***** ВЫБРАННЫЙ ТЕКСТ

«Взвейтесь кострами, синие ночи»

May 21, 2020 18:09

Елена САВЕНКОВА *

Праздник 75-летия Победы отгремел. Странно он прошел в этом году: пение на балконах, окна, обклеенные голубями и журавлями… Салют в Самаре случился не там, не с теми и не так.

В эти же дни Интернет взорвала новость на грани трэша: екатеринбургская школьница в честь 9 Мая простояла час на гвоздях. Самое время задуматься над тем, как мы отмечаем этот праздник.
И так ли уж непредсказуемы и нелогичны эти странности? Может быть, как раз наоборот: военно-патриотический девятый вал легко объясним всей нашей предшествующей историей и литературой? Тем более что рядом другой праздник - забытое 19 мая, костры и синие ночи, день славной Пионерии. День маленьких мальчиков и девочек, но больших героев. Вот о них и поговорим.
Хотя разговор, конечно, будет не о них - о нас, нерадивых наследниках седой старины. Кажется, и отгремели пионерские барабаны и потух пионерский костер, но, как поется в песне одного бородатого гуру: «До сих пор печёт от его огня…» Да еще как припекает…


[Spoiler (click to open)]
***
К юбилею Победы учителя и библиотекари, пытаясь воскресить дух былого энтузиазма, открыли свои архивные материалы и явили современным школьникам истории о пионерах-героях. И вот дети заучивают наизусть строчки о жизни Зины Портновой, зачитывают на школьных линейках отрывки о мучениях Павлика Гнездилова и призывают равняться на смелость и жертвенность Бори Царикова. Детство - важный образ для назидательных примеров героического самопожертвования. Почему-то в историях о героях бывают нужны дети.
И все это вроде бы правильно и хорошо. «Хорошо, да что-то не хорошо» (Аркадий Гайдар). Потому что жертвенность и героизм - опасная формула, которая содержит в свернутом виде весьма специфическую культурную память.
В нашем сегодняшнем представлении смерть ребенка - это экстремальная ситуация, этически определяемая предельно однозначно. Трудно при разговоре на эту тему выбрать правильную интонацию. Мы привыкли воспринимать детство как абсолютную ценность, и в его ассоциативное поле не должны попадать темы страдания, крови и боли - таковы нормы современного мира.
Однако даже в 80-е годы ХХ века, которые хоть и подрывают веру в коммунистическое светлое будущее, но еще активно пользуются педагогическими матрицами 50-60-х, в советской культуре воспитания нам предлагается несколько иная картина детства и иное предназначение ребенка.
Особый интерес для анализа жертвенного энтузиазма, как мне кажется, представляют простые, зачастую схематичные повествования, используемые не столько для чтения, сколько в качестве прикладного материала для проведения различных пионерских мероприятий. И именно послевоенный корпус текстов о пионерах-героях особо выразителен.
Именно в этот период образ пионера довольно прочно ассоциируется не только с борьбой за дело коммунизма, но, прежде всего, с самопожертвованием и с особой героической возвышенной смертью.
***
Здесь мы не обойдемся без упоминания своего рода универсальной матрицы повествования о смерти советского ребенка. Я имею в виду «Сказку о Мальчише-Кибальчише и его твердом слове» Аркадия Гайдара, впервые опубликованную в «Пионерской правде» в 1933 году.

**********
***** ИСХОДНЫЕ ДАННЫЕ

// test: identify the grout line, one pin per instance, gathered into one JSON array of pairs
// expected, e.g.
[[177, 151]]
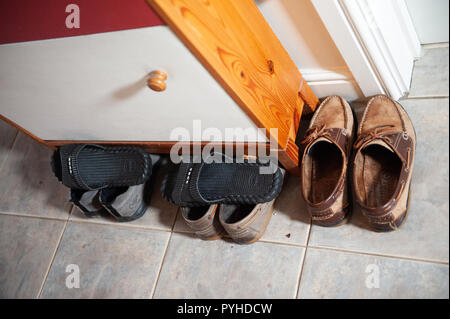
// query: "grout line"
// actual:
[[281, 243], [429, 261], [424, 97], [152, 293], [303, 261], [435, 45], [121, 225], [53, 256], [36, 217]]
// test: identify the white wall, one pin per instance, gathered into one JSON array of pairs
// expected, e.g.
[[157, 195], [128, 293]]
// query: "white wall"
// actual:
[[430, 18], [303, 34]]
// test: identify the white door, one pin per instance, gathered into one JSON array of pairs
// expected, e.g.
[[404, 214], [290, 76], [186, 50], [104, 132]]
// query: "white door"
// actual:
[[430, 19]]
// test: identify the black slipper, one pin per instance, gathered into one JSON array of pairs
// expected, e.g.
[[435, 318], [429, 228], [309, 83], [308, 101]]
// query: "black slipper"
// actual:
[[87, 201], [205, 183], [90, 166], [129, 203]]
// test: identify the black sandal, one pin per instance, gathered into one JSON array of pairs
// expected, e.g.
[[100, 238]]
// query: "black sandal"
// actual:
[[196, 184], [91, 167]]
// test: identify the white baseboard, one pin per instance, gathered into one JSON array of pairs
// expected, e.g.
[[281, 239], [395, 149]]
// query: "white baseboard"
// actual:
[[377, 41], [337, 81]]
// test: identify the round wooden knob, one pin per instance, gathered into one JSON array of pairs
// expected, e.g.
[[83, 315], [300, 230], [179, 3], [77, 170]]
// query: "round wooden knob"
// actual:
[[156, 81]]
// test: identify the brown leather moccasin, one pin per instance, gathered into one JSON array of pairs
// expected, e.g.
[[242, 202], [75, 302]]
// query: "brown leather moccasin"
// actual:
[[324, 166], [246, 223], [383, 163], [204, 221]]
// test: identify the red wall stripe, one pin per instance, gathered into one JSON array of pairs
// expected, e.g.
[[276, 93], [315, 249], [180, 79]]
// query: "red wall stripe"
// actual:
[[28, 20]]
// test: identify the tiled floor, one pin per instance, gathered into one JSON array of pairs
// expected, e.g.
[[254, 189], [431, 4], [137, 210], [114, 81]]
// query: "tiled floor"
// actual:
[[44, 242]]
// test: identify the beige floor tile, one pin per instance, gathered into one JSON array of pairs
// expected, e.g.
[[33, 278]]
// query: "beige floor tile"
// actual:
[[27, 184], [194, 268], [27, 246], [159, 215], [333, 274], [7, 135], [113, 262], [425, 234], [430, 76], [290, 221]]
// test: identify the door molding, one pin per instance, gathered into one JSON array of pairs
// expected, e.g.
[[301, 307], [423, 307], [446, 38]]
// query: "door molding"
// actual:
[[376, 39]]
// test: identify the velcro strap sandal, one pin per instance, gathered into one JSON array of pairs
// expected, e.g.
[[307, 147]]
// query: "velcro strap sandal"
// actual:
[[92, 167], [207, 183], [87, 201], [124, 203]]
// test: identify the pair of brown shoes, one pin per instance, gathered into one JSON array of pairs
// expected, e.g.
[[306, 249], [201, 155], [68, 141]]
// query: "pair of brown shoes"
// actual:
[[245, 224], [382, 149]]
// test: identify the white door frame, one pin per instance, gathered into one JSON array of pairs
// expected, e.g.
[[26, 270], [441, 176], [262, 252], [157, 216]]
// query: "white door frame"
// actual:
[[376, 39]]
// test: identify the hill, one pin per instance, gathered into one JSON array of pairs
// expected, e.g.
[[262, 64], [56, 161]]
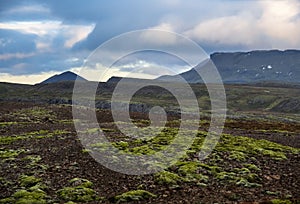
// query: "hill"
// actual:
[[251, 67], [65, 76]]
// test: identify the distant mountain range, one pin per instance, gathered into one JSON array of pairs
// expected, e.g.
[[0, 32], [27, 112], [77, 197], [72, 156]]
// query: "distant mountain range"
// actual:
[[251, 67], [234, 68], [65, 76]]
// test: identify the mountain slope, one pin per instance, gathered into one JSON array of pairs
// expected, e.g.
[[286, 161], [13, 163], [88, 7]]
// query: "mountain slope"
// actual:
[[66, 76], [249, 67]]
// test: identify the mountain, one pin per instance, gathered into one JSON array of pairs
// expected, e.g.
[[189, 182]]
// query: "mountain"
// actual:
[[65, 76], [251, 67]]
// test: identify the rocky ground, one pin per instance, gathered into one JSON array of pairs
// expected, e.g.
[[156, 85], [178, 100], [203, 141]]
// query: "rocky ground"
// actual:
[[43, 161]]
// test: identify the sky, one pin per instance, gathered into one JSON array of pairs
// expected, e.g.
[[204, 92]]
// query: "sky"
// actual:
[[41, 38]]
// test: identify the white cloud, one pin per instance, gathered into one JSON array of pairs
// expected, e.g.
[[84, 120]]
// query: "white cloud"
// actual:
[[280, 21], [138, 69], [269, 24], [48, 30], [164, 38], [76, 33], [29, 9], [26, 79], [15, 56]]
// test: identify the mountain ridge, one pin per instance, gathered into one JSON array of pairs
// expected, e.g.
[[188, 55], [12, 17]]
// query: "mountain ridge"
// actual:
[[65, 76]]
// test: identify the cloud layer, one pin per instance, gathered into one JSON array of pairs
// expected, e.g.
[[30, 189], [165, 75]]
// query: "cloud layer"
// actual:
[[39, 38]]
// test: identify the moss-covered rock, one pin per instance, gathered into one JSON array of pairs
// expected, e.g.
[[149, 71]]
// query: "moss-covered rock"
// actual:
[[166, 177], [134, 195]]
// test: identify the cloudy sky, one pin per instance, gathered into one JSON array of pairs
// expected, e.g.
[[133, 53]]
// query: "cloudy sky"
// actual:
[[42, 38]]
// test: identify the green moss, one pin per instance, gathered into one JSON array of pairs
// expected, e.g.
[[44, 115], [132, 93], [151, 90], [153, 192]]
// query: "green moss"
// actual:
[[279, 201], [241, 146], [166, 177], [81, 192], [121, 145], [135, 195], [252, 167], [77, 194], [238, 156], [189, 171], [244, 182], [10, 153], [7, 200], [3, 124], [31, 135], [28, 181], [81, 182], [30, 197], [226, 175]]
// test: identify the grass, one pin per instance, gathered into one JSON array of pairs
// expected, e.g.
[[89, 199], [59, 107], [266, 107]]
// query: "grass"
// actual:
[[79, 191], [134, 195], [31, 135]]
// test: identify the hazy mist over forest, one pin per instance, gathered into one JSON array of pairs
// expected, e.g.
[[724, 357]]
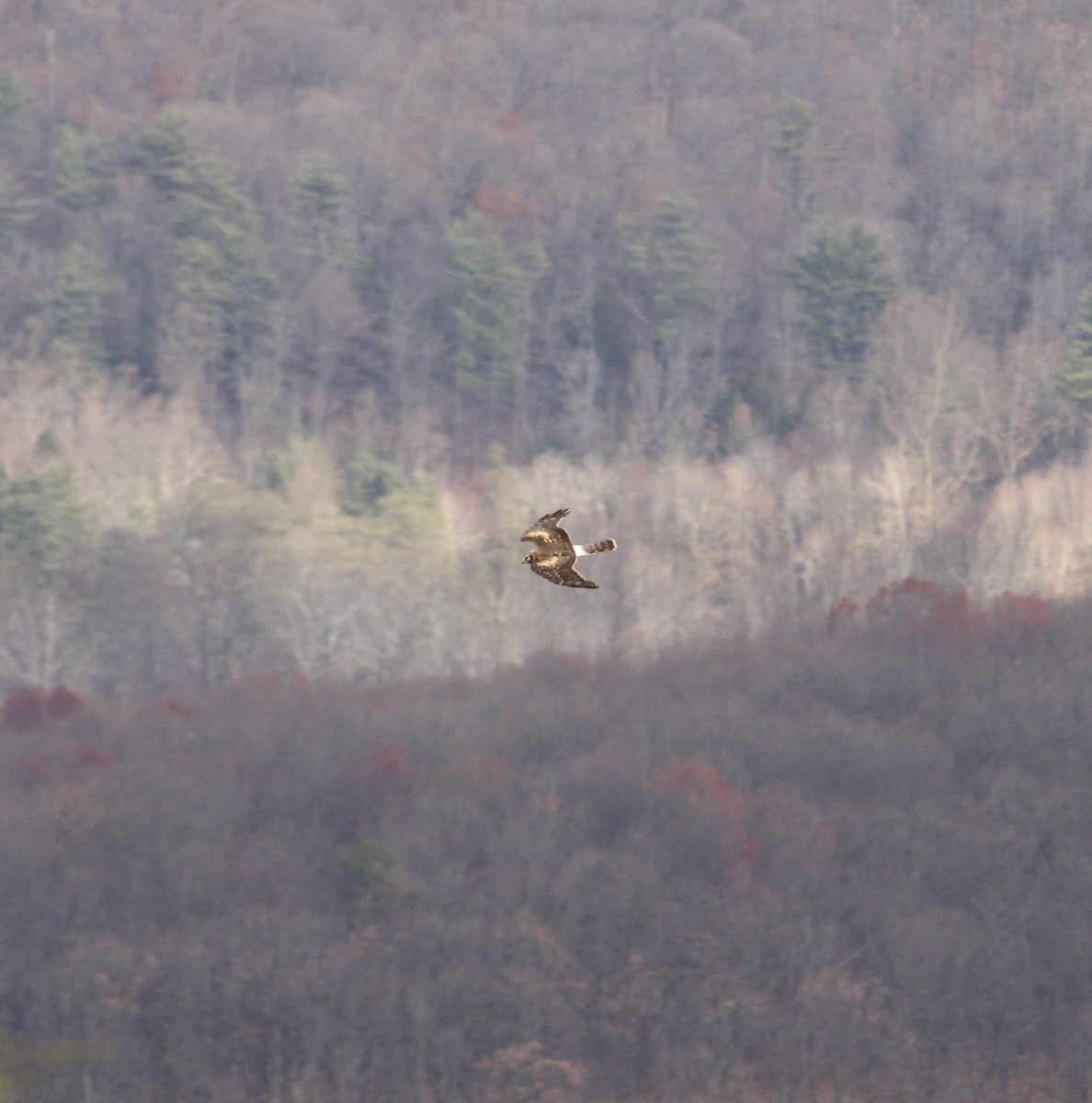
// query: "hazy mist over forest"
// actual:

**********

■ ЗАДАЧА 1 ■
Определите, согласуются ли с текстом о пионерах-героях утверждения (а), (б) и (в). Для каждого ответьте «да» или «нет» и приведите решающие слова текста в точной цитате.
(а) «Сказка о Мальчише-Кибальчише и его твердом слове» впервые вышла в «Пионерской правде» в 1933 году.
(б) Екатеринбургская школьница в честь 9 Мая простояла на гвоздях два часа.
(в) Автор называет послевоенный корпус текстов о пионерах-героях особо выразительным.
■ ЗАДАЧА 2 ■
Педагогическими матрицами каких лет, согласно тексту о пионерах-героях, еще активно пользуются 80-е годы ХХ века?
■ ЗАДАЧА 3 ■
Продублируйте фрагмент текста о пионерах-героях между словами "Именно в этот" и "в 1933 году." включительно.

■ ОТВЕТ К ЗАДАНИЮ 1 ■
(а) Да: «впервые опубликованную в «Пионерской правде» в 1933 году».
(б) Нет: «простояла час на гвоздях».
(в) Да: «И именно послевоенный корпус текстов о пионерах-героях особо выразителен».

■ ОТВЕТ К ЗАДАНИЮ 2 ■
Матрицами 50-60-х годов.

■ ОТВЕТ К ЗАДАНИЮ 3 ■
Именно в этот период образ пионера довольно прочно ассоциируется не только с борьбой за дело коммунизма, но, прежде всего, с самопожертвованием и с особой героической возвышенной смертью.
***
Здесь мы не обойдемся без упоминания своего рода универсальной матрицы повествования о смерти советского ребенка. Я имею в виду «Сказку о Мальчише-Кибальчише и его твердом слове» Аркадия Гайдара, впервые опубликованную в «Пионерской правде» в 1933 году.